What the exercise asks: Recast each line of the records below as a Markdown table with two columns, Row and Line. Number the rows in order and leave out the blank lines.

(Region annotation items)
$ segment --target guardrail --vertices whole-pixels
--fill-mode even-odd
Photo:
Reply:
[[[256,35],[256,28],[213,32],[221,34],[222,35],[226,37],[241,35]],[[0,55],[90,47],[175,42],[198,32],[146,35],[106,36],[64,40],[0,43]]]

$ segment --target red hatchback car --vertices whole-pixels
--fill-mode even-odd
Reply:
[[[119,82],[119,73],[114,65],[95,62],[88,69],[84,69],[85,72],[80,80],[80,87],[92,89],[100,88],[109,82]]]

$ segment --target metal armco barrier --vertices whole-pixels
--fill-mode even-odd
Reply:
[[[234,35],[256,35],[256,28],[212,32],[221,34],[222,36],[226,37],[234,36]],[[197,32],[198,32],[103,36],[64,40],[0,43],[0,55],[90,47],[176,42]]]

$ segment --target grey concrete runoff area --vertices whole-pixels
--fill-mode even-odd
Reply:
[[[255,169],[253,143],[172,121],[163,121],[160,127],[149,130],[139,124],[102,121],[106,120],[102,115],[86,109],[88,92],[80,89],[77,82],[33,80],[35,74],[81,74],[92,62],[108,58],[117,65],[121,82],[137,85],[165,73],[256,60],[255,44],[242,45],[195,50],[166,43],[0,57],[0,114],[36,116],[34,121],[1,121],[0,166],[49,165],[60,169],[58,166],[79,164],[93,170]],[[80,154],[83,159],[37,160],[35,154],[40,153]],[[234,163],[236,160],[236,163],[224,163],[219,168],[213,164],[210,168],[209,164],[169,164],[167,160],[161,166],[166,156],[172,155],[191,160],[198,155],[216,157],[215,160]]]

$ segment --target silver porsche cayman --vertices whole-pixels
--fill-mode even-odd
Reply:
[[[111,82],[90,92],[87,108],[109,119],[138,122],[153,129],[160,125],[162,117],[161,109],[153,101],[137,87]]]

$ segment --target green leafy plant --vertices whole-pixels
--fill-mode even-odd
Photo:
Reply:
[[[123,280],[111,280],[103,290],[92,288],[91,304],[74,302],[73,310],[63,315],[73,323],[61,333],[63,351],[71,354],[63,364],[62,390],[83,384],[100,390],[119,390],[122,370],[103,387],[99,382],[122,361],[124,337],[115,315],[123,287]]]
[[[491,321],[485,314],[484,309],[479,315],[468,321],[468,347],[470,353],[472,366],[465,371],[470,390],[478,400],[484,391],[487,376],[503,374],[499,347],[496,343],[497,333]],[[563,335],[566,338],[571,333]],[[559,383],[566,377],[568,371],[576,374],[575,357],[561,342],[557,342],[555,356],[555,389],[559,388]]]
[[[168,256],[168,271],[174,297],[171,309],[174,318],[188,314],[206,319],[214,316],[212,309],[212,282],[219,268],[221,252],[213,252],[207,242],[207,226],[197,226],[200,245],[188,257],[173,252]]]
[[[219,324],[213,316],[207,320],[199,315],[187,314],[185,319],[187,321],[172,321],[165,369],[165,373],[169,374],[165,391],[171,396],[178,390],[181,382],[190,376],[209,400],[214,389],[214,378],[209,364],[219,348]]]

Task result:
| Row | Line |
|---|---|
| 1 | $ segment --target guardrail --vertices whole-pixels |
| 2 | --fill-mode even-odd |
| 3 | Photo: |
| 4 | Reply: |
| 5 | [[[256,35],[256,28],[213,32],[221,34],[222,35],[226,37],[241,35]],[[0,55],[90,47],[175,42],[198,32],[146,35],[106,36],[64,40],[0,43]]] |
| 6 | $ segment --target red hatchback car --vertices whole-pixels |
| 7 | --fill-mode even-odd |
| 8 | Reply: |
| 9 | [[[119,82],[119,73],[114,65],[95,62],[88,69],[84,69],[85,72],[80,80],[80,87],[92,89],[100,88],[109,82]]] |
| 10 | $ segment --target metal armco barrier --vertices whole-pixels |
| 11 | --fill-mode even-odd |
| 12 | Reply: |
| 13 | [[[234,35],[256,35],[256,28],[212,32],[221,34],[222,36],[226,37],[234,36]],[[197,32],[198,32],[103,36],[64,40],[0,43],[0,55],[90,47],[176,42]]] |
| 14 | $ segment --target grey concrete runoff area --vertices whole-pixels |
| 15 | --fill-mode even-odd |
| 16 | Reply: |
| 17 | [[[255,169],[253,143],[172,121],[163,121],[160,127],[149,130],[139,124],[102,121],[106,120],[102,115],[86,109],[88,92],[80,89],[77,82],[33,80],[35,74],[81,74],[92,62],[108,58],[117,65],[121,82],[137,85],[165,73],[256,60],[255,44],[242,45],[195,50],[166,43],[0,57],[0,114],[36,116],[34,121],[1,121],[0,166],[49,165],[60,169],[58,166],[79,164],[93,170]],[[80,154],[83,159],[37,160],[35,154],[40,153]],[[234,163],[236,160],[236,163],[224,163],[219,168],[213,164],[210,168],[209,164],[169,164],[167,160],[161,166],[166,156],[172,155],[191,160],[198,155],[216,157],[215,160]]] |
| 18 | $ segment --target silver porsche cayman --vertices whole-pixels |
| 19 | --fill-mode even-odd |
| 20 | Reply: |
| 21 | [[[111,82],[90,92],[87,108],[109,119],[138,122],[153,129],[160,125],[162,117],[161,109],[153,101],[137,87]]] |
| 22 | $ segment --target green leafy plant --vertices whole-pixels |
| 23 | --fill-mode even-odd |
| 24 | Photo: |
| 25 | Reply: |
| 26 | [[[123,280],[111,280],[103,290],[92,288],[91,304],[74,302],[73,310],[63,315],[73,323],[61,333],[63,351],[71,354],[63,364],[62,390],[83,384],[100,390],[119,390],[122,370],[103,387],[99,382],[122,361],[124,337],[115,315],[123,287]]] |
| 27 | [[[491,321],[485,314],[484,309],[479,315],[468,321],[468,347],[470,353],[472,366],[465,371],[470,390],[478,400],[484,391],[487,376],[503,374],[499,347],[496,343],[497,333]],[[563,335],[566,338],[571,333]],[[559,383],[566,377],[568,371],[576,374],[575,357],[561,342],[557,342],[555,356],[555,389],[559,388]]] |
| 28 | [[[168,256],[168,271],[174,297],[171,309],[174,318],[188,314],[206,319],[214,316],[212,309],[212,282],[219,268],[221,252],[213,252],[207,242],[207,226],[197,226],[200,245],[188,257],[173,252]]] |
| 29 | [[[219,324],[213,316],[207,320],[199,315],[187,314],[185,319],[187,321],[172,321],[165,369],[165,373],[169,374],[165,391],[171,396],[178,390],[181,382],[190,376],[209,400],[214,389],[214,378],[209,364],[219,348]]] |